— START The data —
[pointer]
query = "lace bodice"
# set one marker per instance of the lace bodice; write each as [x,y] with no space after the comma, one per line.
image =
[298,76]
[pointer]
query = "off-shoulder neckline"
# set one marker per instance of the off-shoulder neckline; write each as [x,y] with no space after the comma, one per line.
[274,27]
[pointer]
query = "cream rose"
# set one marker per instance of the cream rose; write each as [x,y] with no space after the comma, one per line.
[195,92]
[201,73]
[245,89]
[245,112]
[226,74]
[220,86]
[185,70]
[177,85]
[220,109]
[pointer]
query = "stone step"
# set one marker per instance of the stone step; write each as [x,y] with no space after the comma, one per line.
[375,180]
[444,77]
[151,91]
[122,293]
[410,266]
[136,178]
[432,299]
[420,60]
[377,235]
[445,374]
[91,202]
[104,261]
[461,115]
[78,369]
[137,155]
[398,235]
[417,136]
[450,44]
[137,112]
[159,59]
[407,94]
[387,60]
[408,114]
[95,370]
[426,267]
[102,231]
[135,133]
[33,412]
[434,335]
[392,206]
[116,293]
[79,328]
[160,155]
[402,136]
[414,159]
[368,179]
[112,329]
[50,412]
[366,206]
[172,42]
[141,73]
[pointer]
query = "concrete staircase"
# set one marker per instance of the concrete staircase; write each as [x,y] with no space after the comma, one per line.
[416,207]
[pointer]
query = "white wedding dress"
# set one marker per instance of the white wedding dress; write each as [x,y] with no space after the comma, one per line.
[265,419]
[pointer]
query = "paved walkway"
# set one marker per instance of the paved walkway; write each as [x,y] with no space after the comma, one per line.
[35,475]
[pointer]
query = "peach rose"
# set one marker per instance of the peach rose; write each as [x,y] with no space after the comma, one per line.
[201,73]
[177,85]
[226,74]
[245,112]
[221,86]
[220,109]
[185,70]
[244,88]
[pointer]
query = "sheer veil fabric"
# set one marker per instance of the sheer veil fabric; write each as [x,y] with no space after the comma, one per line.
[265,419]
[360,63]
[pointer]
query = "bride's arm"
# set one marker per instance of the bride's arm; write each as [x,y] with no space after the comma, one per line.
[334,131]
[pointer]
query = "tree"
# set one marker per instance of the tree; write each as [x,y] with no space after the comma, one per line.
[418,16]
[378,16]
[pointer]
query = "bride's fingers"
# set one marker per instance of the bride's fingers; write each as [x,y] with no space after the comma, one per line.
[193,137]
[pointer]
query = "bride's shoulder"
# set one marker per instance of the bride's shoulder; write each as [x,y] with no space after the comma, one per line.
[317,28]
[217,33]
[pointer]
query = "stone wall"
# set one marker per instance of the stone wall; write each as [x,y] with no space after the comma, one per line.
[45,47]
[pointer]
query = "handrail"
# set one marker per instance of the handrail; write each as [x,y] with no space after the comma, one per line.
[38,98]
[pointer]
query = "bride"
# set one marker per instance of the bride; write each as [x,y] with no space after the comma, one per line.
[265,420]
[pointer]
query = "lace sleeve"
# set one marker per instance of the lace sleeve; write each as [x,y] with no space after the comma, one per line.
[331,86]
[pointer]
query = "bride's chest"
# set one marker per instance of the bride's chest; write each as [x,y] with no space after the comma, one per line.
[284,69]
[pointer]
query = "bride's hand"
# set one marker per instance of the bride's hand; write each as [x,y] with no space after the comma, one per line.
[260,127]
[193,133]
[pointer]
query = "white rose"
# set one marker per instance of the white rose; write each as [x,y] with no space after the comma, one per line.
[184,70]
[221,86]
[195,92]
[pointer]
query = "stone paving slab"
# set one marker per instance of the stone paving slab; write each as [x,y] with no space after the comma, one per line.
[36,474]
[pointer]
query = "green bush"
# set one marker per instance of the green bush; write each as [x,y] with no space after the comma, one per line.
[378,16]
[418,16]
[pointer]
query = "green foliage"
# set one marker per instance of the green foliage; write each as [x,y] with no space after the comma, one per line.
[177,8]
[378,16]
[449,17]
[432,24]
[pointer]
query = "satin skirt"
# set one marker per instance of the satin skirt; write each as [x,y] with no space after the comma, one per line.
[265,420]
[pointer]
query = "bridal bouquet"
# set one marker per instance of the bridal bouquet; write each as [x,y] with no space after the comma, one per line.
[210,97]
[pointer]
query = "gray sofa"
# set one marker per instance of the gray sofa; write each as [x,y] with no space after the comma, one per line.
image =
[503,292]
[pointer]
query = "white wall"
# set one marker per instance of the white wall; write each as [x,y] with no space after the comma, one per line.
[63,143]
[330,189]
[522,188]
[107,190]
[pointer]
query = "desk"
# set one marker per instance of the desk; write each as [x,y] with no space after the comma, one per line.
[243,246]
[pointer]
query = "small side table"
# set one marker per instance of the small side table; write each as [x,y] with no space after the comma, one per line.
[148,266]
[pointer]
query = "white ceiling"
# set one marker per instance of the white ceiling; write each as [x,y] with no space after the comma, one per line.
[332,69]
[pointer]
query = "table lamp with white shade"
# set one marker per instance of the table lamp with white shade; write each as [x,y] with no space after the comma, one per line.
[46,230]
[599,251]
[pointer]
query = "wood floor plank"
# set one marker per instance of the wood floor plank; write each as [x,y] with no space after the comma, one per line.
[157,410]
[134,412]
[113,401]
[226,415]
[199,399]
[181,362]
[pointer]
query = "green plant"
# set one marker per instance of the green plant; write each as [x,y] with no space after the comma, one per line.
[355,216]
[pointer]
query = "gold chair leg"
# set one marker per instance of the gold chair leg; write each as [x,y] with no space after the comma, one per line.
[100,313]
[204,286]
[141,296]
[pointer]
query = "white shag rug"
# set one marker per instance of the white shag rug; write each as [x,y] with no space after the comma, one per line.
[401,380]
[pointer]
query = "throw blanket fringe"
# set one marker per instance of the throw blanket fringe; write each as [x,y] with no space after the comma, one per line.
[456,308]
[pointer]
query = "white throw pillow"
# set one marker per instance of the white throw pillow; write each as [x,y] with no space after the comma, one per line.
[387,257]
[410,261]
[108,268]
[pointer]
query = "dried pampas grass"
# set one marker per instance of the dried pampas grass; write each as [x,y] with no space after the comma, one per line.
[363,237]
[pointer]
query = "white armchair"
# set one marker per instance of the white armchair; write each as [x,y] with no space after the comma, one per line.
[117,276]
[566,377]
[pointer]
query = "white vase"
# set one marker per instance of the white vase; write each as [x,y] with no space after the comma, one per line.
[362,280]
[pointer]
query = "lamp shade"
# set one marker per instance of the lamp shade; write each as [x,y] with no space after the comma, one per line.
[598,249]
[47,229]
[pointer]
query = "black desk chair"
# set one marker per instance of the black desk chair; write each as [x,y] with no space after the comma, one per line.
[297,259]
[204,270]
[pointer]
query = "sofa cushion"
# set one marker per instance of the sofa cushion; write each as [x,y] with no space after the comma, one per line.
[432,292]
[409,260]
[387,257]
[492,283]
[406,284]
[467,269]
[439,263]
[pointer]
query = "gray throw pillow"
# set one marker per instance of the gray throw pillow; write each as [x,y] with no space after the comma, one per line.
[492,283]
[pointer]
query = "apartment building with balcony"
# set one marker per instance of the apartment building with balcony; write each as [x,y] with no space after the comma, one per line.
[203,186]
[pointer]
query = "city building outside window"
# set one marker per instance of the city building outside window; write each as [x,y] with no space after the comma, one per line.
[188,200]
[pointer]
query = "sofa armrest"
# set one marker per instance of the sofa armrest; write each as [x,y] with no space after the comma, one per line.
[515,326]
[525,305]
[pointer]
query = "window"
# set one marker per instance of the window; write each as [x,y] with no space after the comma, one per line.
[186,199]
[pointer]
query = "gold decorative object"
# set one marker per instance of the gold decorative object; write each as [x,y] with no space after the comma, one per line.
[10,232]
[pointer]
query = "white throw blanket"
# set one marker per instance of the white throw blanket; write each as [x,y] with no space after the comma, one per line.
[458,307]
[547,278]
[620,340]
— END The data —
— START The data —
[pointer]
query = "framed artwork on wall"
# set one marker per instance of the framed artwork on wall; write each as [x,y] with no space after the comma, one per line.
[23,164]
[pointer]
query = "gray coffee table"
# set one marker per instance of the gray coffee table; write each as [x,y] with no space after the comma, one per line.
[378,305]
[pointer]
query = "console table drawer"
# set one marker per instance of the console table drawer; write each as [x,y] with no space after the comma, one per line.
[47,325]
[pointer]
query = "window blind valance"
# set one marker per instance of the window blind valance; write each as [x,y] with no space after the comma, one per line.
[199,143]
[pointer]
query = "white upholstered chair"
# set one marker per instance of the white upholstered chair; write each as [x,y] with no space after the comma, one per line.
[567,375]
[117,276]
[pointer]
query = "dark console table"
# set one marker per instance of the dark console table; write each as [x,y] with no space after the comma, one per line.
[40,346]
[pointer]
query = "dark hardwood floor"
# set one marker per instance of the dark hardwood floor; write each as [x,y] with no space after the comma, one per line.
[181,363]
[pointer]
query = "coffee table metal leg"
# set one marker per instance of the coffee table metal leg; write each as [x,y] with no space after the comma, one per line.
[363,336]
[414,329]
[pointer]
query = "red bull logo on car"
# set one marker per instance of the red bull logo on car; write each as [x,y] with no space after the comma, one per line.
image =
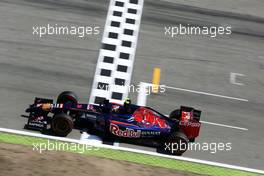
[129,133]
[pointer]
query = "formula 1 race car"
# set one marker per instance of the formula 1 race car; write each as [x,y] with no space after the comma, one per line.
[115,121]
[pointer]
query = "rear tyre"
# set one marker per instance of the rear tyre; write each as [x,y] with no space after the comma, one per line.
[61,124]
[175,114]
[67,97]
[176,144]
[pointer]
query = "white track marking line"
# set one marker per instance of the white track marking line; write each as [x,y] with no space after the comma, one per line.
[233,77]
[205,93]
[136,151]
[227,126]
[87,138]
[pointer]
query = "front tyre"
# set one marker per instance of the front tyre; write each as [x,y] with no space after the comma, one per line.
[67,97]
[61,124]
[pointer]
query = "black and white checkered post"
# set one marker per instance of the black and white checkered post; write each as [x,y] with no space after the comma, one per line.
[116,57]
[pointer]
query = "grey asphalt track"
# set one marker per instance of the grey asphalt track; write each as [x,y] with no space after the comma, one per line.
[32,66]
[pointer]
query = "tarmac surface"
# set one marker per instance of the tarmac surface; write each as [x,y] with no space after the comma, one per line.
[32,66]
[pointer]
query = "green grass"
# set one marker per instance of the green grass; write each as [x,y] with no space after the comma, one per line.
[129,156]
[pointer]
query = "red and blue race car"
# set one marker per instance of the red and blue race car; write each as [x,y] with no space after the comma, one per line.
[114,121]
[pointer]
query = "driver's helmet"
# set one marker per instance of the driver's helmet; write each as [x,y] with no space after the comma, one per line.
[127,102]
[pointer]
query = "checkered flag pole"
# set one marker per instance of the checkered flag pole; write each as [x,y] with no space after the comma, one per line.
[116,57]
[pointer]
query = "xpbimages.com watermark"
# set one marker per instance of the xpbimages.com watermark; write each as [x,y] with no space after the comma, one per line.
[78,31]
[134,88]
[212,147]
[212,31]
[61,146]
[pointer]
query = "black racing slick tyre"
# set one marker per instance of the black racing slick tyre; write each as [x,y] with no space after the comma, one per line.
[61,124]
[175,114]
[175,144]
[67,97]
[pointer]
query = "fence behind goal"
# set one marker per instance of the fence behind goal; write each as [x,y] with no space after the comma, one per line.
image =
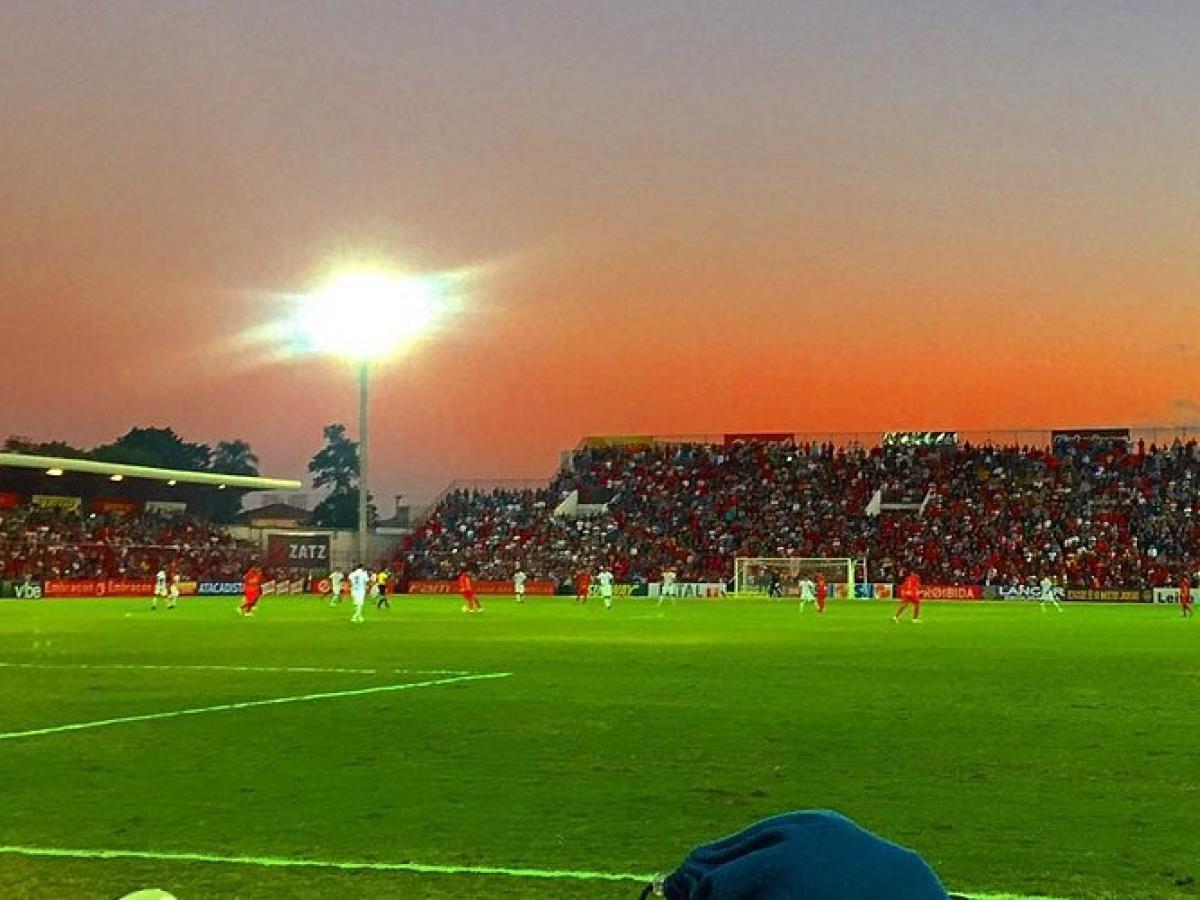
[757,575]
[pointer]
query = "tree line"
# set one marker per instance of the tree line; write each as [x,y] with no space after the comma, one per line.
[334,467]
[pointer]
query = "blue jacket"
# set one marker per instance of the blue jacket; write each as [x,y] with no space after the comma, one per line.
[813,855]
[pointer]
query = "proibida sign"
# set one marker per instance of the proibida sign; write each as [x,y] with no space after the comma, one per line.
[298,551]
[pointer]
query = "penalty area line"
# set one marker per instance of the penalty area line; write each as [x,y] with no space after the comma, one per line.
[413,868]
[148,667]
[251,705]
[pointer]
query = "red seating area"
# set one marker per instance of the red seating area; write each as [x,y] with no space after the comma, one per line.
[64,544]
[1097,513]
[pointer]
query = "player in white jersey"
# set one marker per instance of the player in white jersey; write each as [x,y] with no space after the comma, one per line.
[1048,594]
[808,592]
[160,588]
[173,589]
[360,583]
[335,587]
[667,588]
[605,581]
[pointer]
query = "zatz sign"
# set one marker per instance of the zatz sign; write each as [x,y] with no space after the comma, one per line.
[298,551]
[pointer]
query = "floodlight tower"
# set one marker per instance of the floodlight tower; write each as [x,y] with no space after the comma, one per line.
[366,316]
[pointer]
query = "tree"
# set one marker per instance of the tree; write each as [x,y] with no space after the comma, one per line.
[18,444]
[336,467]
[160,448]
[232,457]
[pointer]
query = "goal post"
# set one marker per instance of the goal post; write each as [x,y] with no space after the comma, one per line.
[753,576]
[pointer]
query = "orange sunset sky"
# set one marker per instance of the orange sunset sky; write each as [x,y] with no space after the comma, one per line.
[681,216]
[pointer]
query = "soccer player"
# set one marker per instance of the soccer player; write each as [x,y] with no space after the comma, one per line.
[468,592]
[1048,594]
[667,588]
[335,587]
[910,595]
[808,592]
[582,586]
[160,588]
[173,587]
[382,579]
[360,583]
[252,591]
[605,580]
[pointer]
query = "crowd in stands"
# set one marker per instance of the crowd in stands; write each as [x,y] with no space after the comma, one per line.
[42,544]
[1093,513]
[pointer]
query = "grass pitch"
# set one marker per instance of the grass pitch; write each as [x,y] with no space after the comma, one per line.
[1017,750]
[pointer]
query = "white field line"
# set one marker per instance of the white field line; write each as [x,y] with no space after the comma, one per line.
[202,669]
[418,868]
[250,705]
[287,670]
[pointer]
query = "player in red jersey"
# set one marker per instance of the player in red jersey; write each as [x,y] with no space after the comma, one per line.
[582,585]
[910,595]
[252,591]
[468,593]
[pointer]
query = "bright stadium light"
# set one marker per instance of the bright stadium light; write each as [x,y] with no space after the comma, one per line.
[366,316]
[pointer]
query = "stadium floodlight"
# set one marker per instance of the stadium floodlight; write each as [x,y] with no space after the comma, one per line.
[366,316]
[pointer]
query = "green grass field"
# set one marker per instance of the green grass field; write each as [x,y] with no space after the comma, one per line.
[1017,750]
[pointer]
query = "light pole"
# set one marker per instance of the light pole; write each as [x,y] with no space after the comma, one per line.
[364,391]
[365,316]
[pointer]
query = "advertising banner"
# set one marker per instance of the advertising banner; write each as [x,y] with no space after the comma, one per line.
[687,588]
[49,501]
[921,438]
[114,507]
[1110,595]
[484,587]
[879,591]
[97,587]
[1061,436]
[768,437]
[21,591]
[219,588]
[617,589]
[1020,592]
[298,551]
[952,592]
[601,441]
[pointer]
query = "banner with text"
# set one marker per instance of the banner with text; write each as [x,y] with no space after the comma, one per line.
— END The data —
What you are asked to do:
Count the lines in the records above that contain the word "grey". Reply with the number only.

Result of this task:
2